===== Data to use

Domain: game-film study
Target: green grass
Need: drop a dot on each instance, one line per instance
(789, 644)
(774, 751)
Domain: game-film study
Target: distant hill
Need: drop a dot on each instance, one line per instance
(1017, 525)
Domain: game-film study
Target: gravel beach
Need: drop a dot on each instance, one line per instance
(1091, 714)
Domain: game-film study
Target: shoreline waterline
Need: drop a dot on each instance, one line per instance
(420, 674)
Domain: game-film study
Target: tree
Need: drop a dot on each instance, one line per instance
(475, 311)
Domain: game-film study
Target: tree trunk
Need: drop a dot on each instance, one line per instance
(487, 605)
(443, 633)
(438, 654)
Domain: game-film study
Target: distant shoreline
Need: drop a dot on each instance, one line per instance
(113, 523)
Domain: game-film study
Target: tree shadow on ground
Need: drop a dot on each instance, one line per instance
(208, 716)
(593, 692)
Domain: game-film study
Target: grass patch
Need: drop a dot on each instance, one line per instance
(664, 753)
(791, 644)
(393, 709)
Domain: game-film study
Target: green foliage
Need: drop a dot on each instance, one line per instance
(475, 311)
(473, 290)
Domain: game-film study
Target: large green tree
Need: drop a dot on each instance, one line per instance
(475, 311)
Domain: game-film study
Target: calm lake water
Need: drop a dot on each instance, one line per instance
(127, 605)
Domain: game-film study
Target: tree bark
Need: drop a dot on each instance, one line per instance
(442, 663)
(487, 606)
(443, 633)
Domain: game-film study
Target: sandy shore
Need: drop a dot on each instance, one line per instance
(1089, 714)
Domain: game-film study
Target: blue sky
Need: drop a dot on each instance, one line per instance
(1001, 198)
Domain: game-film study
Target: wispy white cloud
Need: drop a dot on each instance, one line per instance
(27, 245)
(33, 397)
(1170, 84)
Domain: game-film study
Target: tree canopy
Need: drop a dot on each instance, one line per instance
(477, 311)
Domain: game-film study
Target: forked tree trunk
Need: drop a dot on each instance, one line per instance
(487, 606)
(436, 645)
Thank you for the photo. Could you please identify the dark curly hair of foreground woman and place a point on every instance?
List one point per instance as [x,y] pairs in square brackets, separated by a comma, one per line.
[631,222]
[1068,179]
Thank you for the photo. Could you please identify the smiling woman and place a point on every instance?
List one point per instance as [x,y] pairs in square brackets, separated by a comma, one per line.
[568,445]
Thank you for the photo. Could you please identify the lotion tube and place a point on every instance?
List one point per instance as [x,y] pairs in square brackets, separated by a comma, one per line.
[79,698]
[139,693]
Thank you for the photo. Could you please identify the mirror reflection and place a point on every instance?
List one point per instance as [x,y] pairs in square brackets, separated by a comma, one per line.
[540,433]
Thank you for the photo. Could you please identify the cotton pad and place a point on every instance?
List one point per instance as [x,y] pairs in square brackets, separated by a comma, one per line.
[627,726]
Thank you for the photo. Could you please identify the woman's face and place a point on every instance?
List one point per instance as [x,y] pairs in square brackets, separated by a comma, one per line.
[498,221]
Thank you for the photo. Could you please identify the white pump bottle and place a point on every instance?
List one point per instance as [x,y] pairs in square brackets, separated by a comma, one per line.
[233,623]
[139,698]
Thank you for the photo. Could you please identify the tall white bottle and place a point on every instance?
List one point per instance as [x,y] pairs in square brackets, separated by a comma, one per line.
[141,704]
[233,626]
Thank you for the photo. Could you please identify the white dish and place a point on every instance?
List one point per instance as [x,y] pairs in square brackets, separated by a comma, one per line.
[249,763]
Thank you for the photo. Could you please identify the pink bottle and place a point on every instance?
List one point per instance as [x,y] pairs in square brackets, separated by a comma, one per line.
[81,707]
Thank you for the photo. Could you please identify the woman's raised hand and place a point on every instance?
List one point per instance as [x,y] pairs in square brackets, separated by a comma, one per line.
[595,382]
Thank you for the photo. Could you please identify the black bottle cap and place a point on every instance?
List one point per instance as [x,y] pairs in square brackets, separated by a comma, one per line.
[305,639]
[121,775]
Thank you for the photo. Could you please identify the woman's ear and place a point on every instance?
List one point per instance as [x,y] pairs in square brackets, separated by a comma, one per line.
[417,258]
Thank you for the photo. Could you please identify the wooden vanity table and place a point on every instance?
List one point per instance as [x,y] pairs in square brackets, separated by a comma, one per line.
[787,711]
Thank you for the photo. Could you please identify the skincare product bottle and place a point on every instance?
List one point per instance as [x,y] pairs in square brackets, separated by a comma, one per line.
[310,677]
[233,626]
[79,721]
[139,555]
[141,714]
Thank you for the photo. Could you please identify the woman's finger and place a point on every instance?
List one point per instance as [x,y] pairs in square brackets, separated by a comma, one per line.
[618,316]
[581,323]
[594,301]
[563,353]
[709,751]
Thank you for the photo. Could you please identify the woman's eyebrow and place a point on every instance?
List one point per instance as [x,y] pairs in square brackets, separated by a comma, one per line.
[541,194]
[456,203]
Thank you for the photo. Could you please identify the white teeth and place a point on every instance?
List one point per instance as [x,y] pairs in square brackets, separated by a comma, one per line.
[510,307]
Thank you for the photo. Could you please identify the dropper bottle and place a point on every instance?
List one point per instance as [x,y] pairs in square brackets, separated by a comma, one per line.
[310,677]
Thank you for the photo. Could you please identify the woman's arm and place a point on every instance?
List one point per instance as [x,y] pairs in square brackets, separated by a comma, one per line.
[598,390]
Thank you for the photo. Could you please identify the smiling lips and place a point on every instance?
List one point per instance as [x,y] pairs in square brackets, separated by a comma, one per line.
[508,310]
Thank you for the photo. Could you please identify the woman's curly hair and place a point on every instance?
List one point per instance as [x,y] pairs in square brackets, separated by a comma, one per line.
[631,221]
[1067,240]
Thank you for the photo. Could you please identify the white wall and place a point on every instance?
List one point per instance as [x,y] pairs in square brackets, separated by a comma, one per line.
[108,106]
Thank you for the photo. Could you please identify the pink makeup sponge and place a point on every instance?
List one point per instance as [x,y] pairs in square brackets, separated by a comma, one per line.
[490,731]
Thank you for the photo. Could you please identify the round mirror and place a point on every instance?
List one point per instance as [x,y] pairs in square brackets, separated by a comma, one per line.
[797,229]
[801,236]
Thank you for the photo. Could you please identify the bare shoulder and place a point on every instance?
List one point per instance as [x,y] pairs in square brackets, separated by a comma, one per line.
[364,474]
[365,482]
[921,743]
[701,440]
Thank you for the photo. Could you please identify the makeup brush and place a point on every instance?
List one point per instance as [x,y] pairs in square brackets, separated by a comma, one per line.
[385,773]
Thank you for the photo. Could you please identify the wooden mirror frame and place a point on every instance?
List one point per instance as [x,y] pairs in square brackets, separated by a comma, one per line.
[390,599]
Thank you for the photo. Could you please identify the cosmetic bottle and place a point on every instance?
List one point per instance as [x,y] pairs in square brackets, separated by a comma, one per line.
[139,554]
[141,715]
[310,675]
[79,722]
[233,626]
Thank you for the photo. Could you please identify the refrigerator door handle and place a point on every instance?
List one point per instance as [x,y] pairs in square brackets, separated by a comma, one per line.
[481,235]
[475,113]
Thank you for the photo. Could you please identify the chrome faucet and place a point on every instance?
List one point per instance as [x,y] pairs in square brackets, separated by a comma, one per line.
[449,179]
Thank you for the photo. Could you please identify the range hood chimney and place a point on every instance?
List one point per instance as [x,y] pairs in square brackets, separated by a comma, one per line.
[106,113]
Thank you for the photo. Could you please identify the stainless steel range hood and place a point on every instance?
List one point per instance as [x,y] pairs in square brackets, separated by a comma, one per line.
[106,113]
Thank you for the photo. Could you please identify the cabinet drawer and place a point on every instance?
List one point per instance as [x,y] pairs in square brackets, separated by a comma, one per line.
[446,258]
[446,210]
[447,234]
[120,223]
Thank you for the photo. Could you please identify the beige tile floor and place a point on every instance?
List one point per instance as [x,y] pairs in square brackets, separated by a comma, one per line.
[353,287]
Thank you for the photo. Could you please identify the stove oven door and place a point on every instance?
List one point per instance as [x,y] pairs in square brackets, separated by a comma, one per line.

==========

### Action item
From the entries above, give again exactly the lines running from the line with "handle and place a point on every instance?" to the line with "Thank you for the photo. Could you please identify the range"; include both of those lines.

### Answer to this exercise
Thank you for the photo. Could you please identify the refrigerator door handle and place a point on every instance?
List one point per instance as [x,y] pairs in square brackets, separated by a comma, one per line.
[481,235]
[475,113]
Thank you for the photo. Could you please identify the chrome faucet and place a point on every instance?
List one point per instance as [x,y] pairs in square brackets, separated by a comma, one per line.
[449,179]
Thank you for the photo. Could you please identify the range hood chimney and place a point on every instance?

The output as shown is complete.